▶ [Text provided]:

• • • •

Ecotrust, which held introductory meetings in Eureka and Fort Bragg this week and will hold another one in Crescent City next Thursday, is gathering socioeconomic data for the state. Data from seafloor mapping, currently underway, also will be used. And, in each region, local stakeholders work with the state to propose areas for protection. A science advisory team vets the proposals, and a state-appointed Blue Ribbon Task Force decides which ones get forwarded to the state Fish and Game Commission, which makes the final determination.

So far, two regions have undergone the process -- the central coast, around Monterey, and the north central coast, which includes the southern portion of Mendocino's Point Arena. The south coast is underway, and now the north coast is on deck. The San Francisco area will be last.

When it's all said and done, there will be an interconnected network of these MPAs, some of which will be off limits to all fishing and marine product extraction, and others which allow restricted fishing.

To some folks here in the North Coast region, from Alder Creek near Point Arena to the border with Oregon, this thing's like some kind of slow-motion tsunami -- they've seen it coming for a long time, they don't like it, but damned if they can get out of its way.

Others see it as a big, speeding, wayward ship of good intentions that needs some local pilotage to slow it down and get it back on course.

And yet others view it with confident optimism, and hope.

Last Friday was a blustery day. And even though the fish were out there -- hordes of them, according to recent fishing reports, plying the jaggy rocks and underwater canyons off Cape Mendocino and the rocky zone near Trinidad -- the fishermen knew better. It wasn't a day to be on the ocean. Better to dock the boat in its slip in port or on a trailer, curbside, in town, and just stay in.

"With this wind and rain," said one old salt to another that morning outside Englund Marine Supply Co. on Eureka's waterfront, "everyone's probably home playing cards and drinking."

But actually it seemed like everybody was coming down to Englund Marine. It was the first day of the fishing and boat supply store's giant annual tent sale, and the goodies-laden tables and racks in the parking lot lured a steady stream of commercial and sport fishers -- the latter bunch including some folks who looked like they'd gone AWOL from the office to not miss the big event.

People loaded up on new poles and navigation systems and lures and line and hardware and life vests and myriad other essentials. But a random poll of the shoppers revealed a pessimism toward the MLPA that seemed at odds with the forward-looking vibe of the shopping spree.

"I'm dead against it," said a cranky guy, who wouldn't give his name, as he hauled his loot to his pickup. "The whole protection pendulum has swung out of bounds."

• • • •

▶ [Data excerpt]:
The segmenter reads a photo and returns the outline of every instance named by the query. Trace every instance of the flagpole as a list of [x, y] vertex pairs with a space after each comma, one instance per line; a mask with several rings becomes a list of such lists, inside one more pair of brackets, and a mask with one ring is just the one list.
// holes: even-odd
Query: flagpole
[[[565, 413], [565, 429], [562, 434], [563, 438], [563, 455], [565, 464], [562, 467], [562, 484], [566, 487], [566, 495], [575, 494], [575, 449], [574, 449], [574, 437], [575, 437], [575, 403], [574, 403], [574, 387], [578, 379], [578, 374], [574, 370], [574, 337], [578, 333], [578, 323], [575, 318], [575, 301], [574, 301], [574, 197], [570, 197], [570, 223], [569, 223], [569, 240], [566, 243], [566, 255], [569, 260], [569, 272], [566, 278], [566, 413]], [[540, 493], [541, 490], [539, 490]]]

• • • •

▶ [Actions to take]:
1. Reproduce the portion of the marine protected areas passage that begins at the words "But actually it" and stops after "the shopping spree.".
2. According to the marine protected areas passage, which body makes the final determination on proposed protection areas?
The listing is separate material from the marine protected areas passage.

▶ [Task results]:
1.
But actually it seemed like everybody was coming down to Englund Marine. It was the first day of the fishing and boat supply store's giant annual tent sale, and the goodies-laden tables and racks in the parking lot lured a steady stream of commercial and sport fishers -- the latter bunch including some folks who looked like they'd gone AWOL from the office to not miss the big event.

People loaded up on new poles and navigation systems and lures and line and hardware and life vests and myriad other essentials. But a random poll of the shoppers revealed a pessimism toward the MLPA that seemed at odds with the forward-looking vibe of the shopping spree.

2. The state Fish and Game Commission.